AVAILABLE RECORDS:
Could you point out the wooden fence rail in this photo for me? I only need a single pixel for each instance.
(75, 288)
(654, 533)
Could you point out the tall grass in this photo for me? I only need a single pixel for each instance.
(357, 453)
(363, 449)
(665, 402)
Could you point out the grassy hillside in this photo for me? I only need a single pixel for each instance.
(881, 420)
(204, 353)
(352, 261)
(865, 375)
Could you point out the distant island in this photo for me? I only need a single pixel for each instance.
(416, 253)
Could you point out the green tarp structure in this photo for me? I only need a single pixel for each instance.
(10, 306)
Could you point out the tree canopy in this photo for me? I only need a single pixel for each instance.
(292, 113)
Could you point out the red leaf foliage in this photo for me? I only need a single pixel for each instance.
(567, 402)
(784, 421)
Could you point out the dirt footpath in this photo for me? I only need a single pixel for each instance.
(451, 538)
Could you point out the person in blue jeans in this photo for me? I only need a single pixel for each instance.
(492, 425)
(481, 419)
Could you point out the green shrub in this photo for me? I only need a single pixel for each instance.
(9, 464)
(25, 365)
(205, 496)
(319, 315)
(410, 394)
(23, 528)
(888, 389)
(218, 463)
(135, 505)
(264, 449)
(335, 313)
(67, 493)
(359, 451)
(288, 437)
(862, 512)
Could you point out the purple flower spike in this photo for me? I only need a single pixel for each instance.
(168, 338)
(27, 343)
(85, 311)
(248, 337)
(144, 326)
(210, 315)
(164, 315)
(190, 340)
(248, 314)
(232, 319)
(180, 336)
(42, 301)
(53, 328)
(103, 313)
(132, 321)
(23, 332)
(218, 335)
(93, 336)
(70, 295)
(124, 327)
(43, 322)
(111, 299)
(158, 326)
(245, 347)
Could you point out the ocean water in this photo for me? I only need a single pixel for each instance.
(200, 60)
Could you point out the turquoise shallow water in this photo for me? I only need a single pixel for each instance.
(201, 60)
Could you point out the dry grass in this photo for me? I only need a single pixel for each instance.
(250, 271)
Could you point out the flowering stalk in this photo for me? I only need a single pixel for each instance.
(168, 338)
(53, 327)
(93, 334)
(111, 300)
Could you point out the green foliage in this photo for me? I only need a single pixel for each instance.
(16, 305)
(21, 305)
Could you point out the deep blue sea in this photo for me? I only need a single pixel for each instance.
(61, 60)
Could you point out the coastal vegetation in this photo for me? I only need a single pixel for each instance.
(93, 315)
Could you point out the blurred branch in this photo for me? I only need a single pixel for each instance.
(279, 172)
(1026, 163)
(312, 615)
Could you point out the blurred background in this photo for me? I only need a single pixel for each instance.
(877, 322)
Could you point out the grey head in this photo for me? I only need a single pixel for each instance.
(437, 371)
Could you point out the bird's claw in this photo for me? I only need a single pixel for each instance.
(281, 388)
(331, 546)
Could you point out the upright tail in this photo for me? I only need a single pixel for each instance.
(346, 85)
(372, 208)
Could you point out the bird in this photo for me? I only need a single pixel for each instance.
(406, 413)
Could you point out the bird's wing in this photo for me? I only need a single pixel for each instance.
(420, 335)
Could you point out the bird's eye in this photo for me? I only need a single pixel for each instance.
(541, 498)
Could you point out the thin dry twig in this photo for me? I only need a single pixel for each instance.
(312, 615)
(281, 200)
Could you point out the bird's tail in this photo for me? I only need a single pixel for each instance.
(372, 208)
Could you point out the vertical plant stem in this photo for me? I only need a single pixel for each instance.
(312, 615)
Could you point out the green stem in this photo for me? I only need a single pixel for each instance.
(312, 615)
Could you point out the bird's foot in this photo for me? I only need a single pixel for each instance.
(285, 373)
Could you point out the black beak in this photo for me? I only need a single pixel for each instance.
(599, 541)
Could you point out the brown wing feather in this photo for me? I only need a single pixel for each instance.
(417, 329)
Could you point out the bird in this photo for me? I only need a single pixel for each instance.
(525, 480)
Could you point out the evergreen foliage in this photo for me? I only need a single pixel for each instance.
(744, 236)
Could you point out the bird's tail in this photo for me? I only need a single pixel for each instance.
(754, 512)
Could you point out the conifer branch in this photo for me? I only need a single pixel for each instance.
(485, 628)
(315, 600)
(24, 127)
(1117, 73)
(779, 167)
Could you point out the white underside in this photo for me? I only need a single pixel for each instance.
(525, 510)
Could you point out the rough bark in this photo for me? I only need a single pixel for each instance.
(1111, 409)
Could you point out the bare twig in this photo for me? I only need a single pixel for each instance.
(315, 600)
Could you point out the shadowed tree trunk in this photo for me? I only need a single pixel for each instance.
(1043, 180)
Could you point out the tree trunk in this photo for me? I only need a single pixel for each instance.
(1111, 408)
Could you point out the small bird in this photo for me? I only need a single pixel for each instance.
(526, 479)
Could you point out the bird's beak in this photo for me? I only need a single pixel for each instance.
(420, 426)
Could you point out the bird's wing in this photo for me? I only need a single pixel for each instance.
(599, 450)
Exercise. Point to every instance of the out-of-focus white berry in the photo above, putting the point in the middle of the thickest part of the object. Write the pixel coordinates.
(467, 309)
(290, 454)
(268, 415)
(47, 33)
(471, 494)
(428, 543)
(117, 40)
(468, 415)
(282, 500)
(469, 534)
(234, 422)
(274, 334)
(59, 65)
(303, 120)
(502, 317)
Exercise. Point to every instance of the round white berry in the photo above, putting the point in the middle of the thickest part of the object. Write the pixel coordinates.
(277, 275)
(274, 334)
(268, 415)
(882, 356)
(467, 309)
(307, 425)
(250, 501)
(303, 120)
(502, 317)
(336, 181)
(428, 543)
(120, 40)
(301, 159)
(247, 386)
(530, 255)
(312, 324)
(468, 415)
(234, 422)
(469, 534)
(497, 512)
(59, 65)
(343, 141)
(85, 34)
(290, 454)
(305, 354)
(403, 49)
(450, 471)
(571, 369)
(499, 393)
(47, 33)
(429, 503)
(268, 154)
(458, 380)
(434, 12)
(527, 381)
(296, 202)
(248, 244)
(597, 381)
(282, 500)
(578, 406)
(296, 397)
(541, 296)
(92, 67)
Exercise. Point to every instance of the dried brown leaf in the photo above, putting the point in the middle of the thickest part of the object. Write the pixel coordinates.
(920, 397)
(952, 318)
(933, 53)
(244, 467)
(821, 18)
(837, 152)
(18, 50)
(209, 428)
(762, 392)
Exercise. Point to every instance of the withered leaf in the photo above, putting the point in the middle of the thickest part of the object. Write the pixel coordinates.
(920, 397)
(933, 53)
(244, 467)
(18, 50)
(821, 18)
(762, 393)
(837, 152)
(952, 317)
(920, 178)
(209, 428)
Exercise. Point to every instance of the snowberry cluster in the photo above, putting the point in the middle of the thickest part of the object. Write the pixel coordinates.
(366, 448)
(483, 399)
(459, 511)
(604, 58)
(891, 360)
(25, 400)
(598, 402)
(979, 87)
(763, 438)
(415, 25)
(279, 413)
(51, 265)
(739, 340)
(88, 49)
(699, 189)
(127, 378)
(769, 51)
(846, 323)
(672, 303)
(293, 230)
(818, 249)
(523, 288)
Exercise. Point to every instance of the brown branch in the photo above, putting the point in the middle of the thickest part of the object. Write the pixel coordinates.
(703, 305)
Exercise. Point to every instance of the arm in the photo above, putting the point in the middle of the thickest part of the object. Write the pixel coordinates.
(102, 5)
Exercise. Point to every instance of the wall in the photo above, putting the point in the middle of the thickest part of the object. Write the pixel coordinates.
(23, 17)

WHAT THE TASK ASKS: Output all of the data without altering a single line.

RESPONSE BOX:
Could you point out the wooden fence rail in this photo for me? I only need a single pixel for each instance.
(75, 288)
(654, 533)
Could you point out the tall grass in this photo for me? I only need a single pixel for each instance.
(357, 453)
(363, 449)
(665, 402)
Could you point out the grassy hillside in this photo for me? I only need a single pixel for each instance.
(881, 420)
(204, 353)
(352, 261)
(865, 375)
Could you point out the distant island in this photo for me? I only need a single pixel for each instance.
(416, 253)
Could you point out the green tarp structure in this photo for me? I only need a single pixel for each instance.
(10, 306)
Could you point out the tree canopy in this photo for me? I only need a single pixel for each instance.
(292, 113)
Could you point out the red leaf foliage in this photo for me? I only need a single pixel for each instance.
(567, 402)
(784, 421)
Could you point out the dirt footpath in this photo for me? I only need a single pixel for each instance.
(451, 538)
Could you point out the person in blue jeans in this photo for me? I only need a single pixel for each instance.
(492, 425)
(481, 419)
Could you point out the green shrub in this photo for me? I only need a single pixel for each instance.
(9, 464)
(25, 365)
(205, 496)
(319, 315)
(410, 394)
(23, 528)
(888, 389)
(218, 463)
(135, 505)
(264, 449)
(335, 313)
(67, 493)
(359, 451)
(288, 437)
(862, 512)
Could you point out the purple flower spike in this photo for me? I only need a single pixel for each instance.
(168, 338)
(27, 343)
(85, 311)
(248, 337)
(144, 326)
(210, 315)
(164, 315)
(190, 340)
(248, 314)
(232, 319)
(180, 336)
(42, 301)
(53, 328)
(103, 313)
(132, 321)
(23, 332)
(218, 335)
(93, 336)
(70, 295)
(124, 327)
(43, 322)
(111, 299)
(158, 326)
(245, 347)
Could you point out the ocean water in this photo for me? I only need a single pixel for each instance.
(200, 60)
Could you point out the turquoise shallow water in this photo for me? I only need a single pixel for each instance.
(201, 60)
Could you point out the dry grass in this photo for me? I only need a single pixel for each instance.
(250, 271)
Could you point out the flowering stalk in this photo for me? I only need a single pixel for each instance.
(168, 338)
(53, 327)
(93, 334)
(111, 300)
Could you point out the green foliage in this photo for me? I only need a single pixel for each instance.
(16, 305)
(21, 305)
Could you point out the deep blue sea in this photo for me? I only need a single pixel for each instance.
(61, 60)
Could you point out the coastal vegetation in this photo for me? I only need a single pixel for each instance.
(93, 315)
Could you point out the blurred branch in this photo for me? I only need a single pixel for each instance.
(279, 172)
(1026, 163)
(312, 615)
Could you point out the blurred background in this photo for me? I only need a single pixel for each instance.
(877, 322)
Could you point out the grey head in this photo for me? I only need a single pixel for each instance.
(437, 371)
Could you point out the bird's claw in this photo for me? I only need a single pixel for each instance.
(281, 388)
(331, 546)
Could you point out the upright tail in this photo for me? I only need a single pixel for each instance.
(346, 85)
(372, 208)
Could you point out the bird in this photo for me? I only need a single pixel for each instance.
(406, 413)
Could you point out the bird's wing in this photo for me? I only need a single pixel for each instance.
(420, 335)
Could you point out the bird's eye in this photo for me? I only need a single pixel for each instance.
(541, 498)
Could you point out the thin dry twig in this photo for me? I only need a single pixel for each instance.
(312, 615)
(281, 200)
Could you point out the bird's tail in this photo for me? I only need a single pixel for each instance.
(372, 208)
Could you point out the vertical plant stem in this photo for me? I only need a single pixel for each instance.
(312, 615)
Could you point out the green stem in this photo for me? I only need a single pixel for each instance.
(312, 615)
Could you point out the bird's foot in this photo for me? I only need a single pixel for each instance.
(285, 373)
Could you point out the black beak in this photo for me? I only need a single pixel for each instance.
(599, 541)
Could you point out the brown wing feather in this photo for me? I only need a single pixel for each instance.
(417, 329)
Could you point out the bird in this photo for me? I only need a single pixel for each instance.
(525, 480)
Could you point out the evergreen foliage in this photo for me? I only need a single pixel for each instance.
(744, 236)
Could you point out the bird's tail in this photo for me? I only need a single pixel for each instance.
(754, 512)
Could you point out the conifer branch in this photo for me? I only need a single pixel for each instance.
(485, 628)
(315, 600)
(24, 127)
(1117, 73)
(779, 167)
Could you point out the white underside in this photo for me? I only need a single pixel for each instance.
(525, 510)
Could you point out the rough bark in this photo for me? I only need a single pixel for each instance.
(1111, 409)
Could you point out the bare twig in this photo for me? I only need a single pixel for each instance.
(315, 600)
Could you point out the shadowed tree trunk in this photo for me? I only need a single pixel for each instance.
(1043, 180)
Could you point out the tree trunk in this photo for me? I only need a single pixel for each instance.
(1111, 408)
Could you point out the small bird in this photo for me? I only need a single pixel for each instance.
(526, 479)
Could you point out the bird's beak in this photo for me? I only need a single pixel for each instance.
(420, 426)
Could you point out the bird's wing in this photo for me? I only need a single pixel for each instance.
(599, 450)
Exercise. Point to every instance of the out-of-focus white berry in the photo above, putting the point in the middle of the thickest part of the object. Write the pixel coordinates.
(467, 309)
(290, 454)
(268, 415)
(47, 33)
(471, 494)
(428, 543)
(117, 40)
(468, 415)
(282, 500)
(469, 534)
(234, 422)
(274, 334)
(59, 65)
(303, 120)
(502, 317)
Exercise. Point to every instance of the round white berry in the photo above, putting the point in the middle of the thickest part of the object. Write the pixel coordinates.
(277, 275)
(274, 334)
(268, 415)
(882, 356)
(467, 309)
(307, 425)
(250, 501)
(303, 120)
(502, 317)
(336, 181)
(428, 543)
(120, 40)
(301, 159)
(247, 386)
(530, 255)
(312, 324)
(468, 415)
(234, 422)
(469, 534)
(497, 512)
(59, 65)
(343, 141)
(85, 34)
(290, 454)
(305, 354)
(403, 49)
(450, 471)
(571, 369)
(499, 393)
(47, 33)
(429, 503)
(268, 154)
(458, 380)
(434, 12)
(527, 381)
(296, 202)
(248, 244)
(597, 381)
(282, 500)
(578, 406)
(296, 397)
(541, 296)
(92, 67)
Exercise. Point to every instance of the dried brown leaf in the photo above, putting the point in the middle of the thickest part of the object. Write the pixel coordinates.
(920, 397)
(952, 318)
(933, 53)
(244, 467)
(821, 18)
(837, 152)
(18, 50)
(209, 428)
(762, 392)
Exercise. Point to every instance of the withered leaf in the photo above, putting the point in the middle of the thickest part of the object. Write the pixel coordinates.
(920, 397)
(933, 53)
(244, 467)
(18, 50)
(821, 18)
(762, 393)
(837, 152)
(952, 317)
(920, 178)
(209, 428)
Exercise. Point to every instance of the snowberry cluster in the photo above, putting the point in the middle of the thickest part of the object. Write the pixel coordinates.
(366, 448)
(483, 399)
(459, 511)
(604, 58)
(891, 360)
(25, 400)
(598, 402)
(979, 87)
(763, 438)
(415, 25)
(279, 413)
(51, 265)
(739, 340)
(88, 49)
(699, 189)
(127, 378)
(769, 51)
(846, 323)
(672, 303)
(293, 230)
(818, 249)
(523, 288)
Exercise. Point to every instance of the brown branch in the photo above, putting the point in the middle of the thickest part of the object. Write the pixel coordinates.
(703, 305)
Exercise. Point to every instance of the arm in the photo above, putting the point in the middle of the thickest part of the object. Write the pixel coordinates.
(102, 5)
Exercise. Point to every instance of the wall in the photo above, putting the point in the middle of the thickest part of the object. Write the pixel coordinates.
(23, 17)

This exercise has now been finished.